**Set tasks:**
1. What prize did Benét receive for John Brown's Body, according to the Benét biography?
2. Please gather every line of the listing that contains the string "window". Case counts.

**Text section:**
----

Stephen Vincent Benét ( ; July 22, 1898 – March 13, 1943) was an American poet, short story writer, and novelist. He is best known for his book-length narrative poem of the American Civil War, John Brown's Body (1928), for which he received the Pulitzer Prize for Poetry, and for the short stories "The Devil and Daniel Webster" (1936) and "By the Waters of Babylon" (1937). In 2009, Library of America selected his story "The King of the Cats" (1929) for inclusion in its two-century retrospective of American Fantastic Tales, edited by Peter Straub.

Life and career

Early life
Benét was born on July 22, 1898, in Fountain Hill, Pennsylvania, in the Lehigh Valley region of eastern Pennsylvania to James Walker Benét, a colonel in the United States Army. His grandfather and namesake led the Army Ordnance Corps from 1874 to 1891 as a brigadier general and served in the Civil War. His paternal uncle Laurence Vincent Benét was an ensign in the United States Navy during the Spanish–American War and later manufactured the French Hotchkiss machine gun.

Around the age of ten, Benét was sent to the Hitchcock Military Academy. He graduated from Summerville Academy in Augusta, Georgia, and from Yale University, where he was "the power behind the Yale Lit", according to Thornton Wilder, a fellow member of the Elizabethan Club. He also edited and contributed light verse to the campus humor magazine The Yale Record. His first book was published when he was aged 17 and he was awarded an M.A. in English upon submission of his third volume of poetry in lieu of a thesis. He was also a part-time contributor to Time magazine in its early years.

In 1920-21, Benét went to France on a Yale traveling fellowship, where he met Rosemary Carr; the couple married in Chicago in November 1921. Carr was also a writer and poet, and they collaborated on some works.  In 1926, he received a Guggenheim Fellowship award and while living in Paris, wrote John Brown's Body.

Man of letters

Benét helped solidify the place of the Yale Series of Younger Poets Competition and Yale University Press during his decade-long judgeship of the competition. He published the first volumes of James Agee, Muriel Rukeyser, Jeremy Ingalls, and Margaret Walker. He was elected a Member of the American Academy of Arts and Letters in 1929, and Fellow of the American Academy of Arts and Sciences in 1931.

Benét won the O. Henry Award on three occasions, for his short stories An End to Dreams in 1932, The Devil and Daniel Webster in 1937, and Freedom's a Hard-Bought Thing in 1940.

----

**Provided records:**
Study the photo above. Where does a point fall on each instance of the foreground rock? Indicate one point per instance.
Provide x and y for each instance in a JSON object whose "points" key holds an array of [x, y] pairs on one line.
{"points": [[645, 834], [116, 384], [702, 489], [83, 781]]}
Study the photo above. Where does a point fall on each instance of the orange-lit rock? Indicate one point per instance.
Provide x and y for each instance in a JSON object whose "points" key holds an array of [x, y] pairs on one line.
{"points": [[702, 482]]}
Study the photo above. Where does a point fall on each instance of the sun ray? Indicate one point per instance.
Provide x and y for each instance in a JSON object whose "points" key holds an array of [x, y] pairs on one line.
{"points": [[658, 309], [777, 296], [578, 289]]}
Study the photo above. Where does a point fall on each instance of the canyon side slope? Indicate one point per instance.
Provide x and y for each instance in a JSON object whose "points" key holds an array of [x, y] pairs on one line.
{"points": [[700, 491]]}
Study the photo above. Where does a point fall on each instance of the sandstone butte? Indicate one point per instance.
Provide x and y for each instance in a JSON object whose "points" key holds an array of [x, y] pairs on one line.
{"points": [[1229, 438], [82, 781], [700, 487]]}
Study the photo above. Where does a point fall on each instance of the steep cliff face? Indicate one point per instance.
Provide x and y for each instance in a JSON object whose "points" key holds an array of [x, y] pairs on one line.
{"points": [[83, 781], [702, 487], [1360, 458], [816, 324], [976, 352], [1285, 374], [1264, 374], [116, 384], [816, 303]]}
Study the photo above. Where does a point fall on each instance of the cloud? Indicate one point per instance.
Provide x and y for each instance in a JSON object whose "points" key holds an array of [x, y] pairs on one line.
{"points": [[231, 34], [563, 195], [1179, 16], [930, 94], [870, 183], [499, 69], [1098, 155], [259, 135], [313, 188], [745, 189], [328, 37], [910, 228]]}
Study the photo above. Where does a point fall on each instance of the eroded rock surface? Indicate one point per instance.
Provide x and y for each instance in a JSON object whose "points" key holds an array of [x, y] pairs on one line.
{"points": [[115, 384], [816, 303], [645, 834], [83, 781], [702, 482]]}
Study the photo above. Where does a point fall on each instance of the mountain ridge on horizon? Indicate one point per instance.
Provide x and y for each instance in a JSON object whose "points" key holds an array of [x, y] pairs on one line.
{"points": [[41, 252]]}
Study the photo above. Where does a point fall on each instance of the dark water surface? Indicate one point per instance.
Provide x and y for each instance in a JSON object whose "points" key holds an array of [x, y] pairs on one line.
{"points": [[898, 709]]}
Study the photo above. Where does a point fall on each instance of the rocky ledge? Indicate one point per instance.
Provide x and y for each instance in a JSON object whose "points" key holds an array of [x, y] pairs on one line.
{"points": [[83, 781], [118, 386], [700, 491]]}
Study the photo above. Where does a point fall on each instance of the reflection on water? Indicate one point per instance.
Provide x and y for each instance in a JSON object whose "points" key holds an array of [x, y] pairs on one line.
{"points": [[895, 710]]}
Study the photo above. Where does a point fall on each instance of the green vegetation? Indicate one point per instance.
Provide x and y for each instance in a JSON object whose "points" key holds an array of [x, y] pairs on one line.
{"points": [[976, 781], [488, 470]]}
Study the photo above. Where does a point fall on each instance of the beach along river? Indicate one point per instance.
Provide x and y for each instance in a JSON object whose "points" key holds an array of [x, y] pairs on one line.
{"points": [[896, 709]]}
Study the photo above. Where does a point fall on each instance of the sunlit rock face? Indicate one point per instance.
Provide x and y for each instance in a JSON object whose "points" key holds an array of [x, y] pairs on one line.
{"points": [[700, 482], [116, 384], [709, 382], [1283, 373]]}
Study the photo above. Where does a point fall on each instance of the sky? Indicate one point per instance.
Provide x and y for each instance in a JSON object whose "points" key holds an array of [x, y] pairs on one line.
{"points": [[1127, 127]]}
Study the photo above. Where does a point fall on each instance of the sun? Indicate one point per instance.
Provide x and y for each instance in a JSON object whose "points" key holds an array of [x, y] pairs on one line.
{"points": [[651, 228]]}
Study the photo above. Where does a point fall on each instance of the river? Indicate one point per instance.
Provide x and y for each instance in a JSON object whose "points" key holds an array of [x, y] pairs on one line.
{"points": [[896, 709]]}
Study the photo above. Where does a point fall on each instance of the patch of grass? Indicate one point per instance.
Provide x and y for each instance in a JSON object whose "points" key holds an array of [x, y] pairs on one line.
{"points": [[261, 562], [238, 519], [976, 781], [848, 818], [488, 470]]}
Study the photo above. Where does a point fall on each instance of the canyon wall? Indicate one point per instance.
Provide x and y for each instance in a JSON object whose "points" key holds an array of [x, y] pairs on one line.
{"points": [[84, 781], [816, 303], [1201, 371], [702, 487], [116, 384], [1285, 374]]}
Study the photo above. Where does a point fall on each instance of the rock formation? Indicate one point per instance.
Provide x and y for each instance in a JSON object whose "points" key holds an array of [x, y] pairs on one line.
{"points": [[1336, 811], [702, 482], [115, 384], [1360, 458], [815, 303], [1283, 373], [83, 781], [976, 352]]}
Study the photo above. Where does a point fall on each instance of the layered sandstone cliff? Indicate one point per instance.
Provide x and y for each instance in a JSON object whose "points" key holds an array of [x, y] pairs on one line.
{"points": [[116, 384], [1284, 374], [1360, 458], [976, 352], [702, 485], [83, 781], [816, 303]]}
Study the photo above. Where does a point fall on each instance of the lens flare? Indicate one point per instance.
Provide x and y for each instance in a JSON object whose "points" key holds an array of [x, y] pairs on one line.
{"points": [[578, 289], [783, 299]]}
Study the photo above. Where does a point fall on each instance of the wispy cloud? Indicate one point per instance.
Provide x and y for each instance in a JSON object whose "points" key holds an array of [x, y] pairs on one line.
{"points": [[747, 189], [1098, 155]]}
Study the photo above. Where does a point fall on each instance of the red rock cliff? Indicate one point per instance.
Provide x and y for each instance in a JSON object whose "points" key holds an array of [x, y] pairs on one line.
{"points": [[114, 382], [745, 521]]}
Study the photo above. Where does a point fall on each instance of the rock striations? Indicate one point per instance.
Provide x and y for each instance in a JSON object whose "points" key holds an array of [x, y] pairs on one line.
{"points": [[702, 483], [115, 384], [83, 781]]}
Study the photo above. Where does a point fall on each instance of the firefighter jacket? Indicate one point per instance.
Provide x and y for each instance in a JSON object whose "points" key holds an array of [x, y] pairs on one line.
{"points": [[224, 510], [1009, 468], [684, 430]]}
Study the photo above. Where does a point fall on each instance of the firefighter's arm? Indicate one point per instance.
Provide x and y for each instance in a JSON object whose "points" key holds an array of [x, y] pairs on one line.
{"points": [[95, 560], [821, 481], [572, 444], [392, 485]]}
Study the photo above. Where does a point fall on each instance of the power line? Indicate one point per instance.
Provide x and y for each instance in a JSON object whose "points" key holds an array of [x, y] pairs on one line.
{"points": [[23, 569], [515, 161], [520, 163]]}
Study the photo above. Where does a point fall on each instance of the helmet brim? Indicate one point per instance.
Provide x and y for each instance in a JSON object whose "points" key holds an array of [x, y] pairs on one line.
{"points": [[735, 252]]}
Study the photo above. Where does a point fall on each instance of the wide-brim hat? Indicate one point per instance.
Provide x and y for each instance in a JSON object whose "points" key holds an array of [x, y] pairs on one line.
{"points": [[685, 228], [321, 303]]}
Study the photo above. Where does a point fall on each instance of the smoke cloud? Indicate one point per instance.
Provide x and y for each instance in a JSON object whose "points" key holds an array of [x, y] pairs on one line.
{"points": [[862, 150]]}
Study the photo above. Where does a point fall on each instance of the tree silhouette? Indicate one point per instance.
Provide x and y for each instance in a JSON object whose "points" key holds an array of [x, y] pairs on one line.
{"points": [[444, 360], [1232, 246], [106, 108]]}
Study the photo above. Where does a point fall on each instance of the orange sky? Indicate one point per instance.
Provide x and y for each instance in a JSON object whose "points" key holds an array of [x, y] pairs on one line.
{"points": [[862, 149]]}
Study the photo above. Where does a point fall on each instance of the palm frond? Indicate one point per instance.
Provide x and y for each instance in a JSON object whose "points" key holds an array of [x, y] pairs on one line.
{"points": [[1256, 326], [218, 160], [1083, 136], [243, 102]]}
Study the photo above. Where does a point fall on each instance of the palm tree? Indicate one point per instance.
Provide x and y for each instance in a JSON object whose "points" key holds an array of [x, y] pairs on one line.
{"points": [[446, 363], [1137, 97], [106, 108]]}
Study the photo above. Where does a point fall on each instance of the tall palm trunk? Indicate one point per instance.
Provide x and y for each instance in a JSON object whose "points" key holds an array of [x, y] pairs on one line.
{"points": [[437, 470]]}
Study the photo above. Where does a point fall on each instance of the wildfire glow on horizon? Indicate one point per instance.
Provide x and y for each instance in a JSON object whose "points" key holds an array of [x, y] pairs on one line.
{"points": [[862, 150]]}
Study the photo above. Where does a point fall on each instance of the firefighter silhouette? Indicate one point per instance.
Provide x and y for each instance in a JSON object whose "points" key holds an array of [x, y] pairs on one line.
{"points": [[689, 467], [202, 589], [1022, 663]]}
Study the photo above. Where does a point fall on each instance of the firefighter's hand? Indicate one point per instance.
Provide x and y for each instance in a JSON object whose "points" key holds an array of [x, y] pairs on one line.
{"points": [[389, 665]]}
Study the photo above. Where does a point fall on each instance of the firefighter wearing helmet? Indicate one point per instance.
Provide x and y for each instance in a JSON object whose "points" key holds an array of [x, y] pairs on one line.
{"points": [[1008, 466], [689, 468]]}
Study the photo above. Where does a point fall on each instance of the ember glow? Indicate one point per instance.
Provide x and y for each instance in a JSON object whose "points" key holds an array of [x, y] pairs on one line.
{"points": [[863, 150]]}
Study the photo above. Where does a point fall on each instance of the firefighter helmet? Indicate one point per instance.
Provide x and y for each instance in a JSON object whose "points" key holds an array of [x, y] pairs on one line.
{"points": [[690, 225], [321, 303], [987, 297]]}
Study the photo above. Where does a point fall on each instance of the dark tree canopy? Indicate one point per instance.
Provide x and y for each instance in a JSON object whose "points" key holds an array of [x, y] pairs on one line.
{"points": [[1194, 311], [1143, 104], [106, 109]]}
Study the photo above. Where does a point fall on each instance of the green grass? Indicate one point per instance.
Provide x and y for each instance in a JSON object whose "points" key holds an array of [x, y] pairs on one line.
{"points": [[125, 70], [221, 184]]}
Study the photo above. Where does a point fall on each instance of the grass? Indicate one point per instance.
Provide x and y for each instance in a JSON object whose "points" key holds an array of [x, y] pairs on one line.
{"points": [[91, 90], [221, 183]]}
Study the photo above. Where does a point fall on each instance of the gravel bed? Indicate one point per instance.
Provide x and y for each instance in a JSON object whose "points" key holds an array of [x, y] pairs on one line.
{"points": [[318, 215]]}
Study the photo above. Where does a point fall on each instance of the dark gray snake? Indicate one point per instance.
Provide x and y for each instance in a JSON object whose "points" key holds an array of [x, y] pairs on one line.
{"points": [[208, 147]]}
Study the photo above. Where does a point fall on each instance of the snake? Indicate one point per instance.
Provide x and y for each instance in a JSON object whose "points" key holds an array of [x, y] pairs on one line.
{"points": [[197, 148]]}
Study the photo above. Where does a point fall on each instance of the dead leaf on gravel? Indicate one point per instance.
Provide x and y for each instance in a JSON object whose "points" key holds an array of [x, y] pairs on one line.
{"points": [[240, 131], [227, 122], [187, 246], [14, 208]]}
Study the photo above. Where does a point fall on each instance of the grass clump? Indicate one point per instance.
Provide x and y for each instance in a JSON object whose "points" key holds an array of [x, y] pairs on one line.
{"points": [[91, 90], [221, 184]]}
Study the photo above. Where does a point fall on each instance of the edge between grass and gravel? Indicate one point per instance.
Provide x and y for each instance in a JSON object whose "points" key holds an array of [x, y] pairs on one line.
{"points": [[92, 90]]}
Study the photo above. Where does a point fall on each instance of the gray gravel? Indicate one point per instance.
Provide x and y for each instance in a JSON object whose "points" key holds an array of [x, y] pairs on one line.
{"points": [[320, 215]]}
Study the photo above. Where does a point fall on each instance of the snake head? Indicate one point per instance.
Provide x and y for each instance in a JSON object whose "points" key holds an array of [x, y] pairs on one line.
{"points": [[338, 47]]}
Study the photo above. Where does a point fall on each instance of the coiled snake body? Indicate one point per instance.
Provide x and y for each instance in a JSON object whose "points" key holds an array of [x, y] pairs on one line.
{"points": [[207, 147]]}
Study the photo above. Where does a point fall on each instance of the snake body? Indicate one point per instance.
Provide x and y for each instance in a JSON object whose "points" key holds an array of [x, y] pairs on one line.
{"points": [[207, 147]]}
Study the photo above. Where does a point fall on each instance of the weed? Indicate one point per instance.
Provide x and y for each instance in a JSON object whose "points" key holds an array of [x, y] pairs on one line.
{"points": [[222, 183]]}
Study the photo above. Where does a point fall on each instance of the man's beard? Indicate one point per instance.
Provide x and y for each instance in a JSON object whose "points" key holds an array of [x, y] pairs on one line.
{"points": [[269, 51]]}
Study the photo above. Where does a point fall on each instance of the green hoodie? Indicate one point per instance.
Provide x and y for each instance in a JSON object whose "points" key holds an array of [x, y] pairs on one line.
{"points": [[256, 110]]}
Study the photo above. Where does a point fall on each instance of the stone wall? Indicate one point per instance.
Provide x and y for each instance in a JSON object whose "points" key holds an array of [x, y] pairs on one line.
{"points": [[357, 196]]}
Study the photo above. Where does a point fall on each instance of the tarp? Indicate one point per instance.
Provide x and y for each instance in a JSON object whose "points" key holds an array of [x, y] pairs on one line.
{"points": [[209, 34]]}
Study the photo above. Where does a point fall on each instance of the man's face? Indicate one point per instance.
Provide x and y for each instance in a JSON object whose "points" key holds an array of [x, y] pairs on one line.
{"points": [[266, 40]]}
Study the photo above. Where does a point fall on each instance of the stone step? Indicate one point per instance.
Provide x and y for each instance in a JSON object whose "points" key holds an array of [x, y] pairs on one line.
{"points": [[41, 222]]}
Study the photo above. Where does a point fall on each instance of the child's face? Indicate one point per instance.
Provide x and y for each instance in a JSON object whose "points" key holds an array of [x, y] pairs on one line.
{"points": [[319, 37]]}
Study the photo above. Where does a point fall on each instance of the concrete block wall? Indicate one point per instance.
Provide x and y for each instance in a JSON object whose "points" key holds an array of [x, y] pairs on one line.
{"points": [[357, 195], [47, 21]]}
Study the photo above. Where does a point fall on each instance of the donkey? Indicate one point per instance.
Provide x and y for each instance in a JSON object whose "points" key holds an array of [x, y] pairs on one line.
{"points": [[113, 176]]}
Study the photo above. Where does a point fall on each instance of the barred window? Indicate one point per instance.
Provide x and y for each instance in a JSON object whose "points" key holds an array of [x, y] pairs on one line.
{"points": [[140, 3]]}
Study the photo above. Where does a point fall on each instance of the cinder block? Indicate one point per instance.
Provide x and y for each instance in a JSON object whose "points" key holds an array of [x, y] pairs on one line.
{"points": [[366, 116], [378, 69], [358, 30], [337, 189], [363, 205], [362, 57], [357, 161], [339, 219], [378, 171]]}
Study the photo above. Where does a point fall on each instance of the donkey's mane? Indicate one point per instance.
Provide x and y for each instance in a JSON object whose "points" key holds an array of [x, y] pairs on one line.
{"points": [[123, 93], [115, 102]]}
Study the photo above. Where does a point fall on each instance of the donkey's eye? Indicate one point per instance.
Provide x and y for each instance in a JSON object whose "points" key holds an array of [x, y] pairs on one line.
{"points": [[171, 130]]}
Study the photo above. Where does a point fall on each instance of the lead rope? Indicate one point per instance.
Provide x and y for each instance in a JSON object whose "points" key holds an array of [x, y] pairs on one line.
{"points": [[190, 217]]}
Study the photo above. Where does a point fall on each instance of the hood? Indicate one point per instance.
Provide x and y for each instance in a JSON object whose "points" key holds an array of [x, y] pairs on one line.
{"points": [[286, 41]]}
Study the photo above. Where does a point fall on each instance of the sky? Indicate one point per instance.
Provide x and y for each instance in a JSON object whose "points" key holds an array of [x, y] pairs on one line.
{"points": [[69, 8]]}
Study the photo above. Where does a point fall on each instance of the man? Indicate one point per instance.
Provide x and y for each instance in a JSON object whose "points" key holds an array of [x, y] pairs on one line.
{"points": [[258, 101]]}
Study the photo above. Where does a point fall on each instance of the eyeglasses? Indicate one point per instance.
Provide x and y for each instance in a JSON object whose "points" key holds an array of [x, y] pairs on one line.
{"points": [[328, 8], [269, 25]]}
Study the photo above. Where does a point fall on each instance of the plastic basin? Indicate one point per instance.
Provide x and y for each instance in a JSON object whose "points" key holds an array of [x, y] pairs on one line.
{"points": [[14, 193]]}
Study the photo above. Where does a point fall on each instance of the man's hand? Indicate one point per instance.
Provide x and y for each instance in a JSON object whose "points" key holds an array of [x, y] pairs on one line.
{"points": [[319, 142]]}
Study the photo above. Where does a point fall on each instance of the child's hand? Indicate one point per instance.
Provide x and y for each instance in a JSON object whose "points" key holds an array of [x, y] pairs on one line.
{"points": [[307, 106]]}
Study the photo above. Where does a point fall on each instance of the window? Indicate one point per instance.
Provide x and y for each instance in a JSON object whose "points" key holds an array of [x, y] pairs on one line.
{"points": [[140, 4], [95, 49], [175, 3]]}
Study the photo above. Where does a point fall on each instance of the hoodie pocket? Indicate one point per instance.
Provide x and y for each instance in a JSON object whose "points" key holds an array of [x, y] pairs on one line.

----

**Full solutions:**
1. The Pulitzer Prize for Poetry.

2.
Study the photo above. Where does a point fall on each instance of the barred window? Indicate one point per instance.
Study the photo above. Where does a point fall on each instance of the window? Indicate one point per instance.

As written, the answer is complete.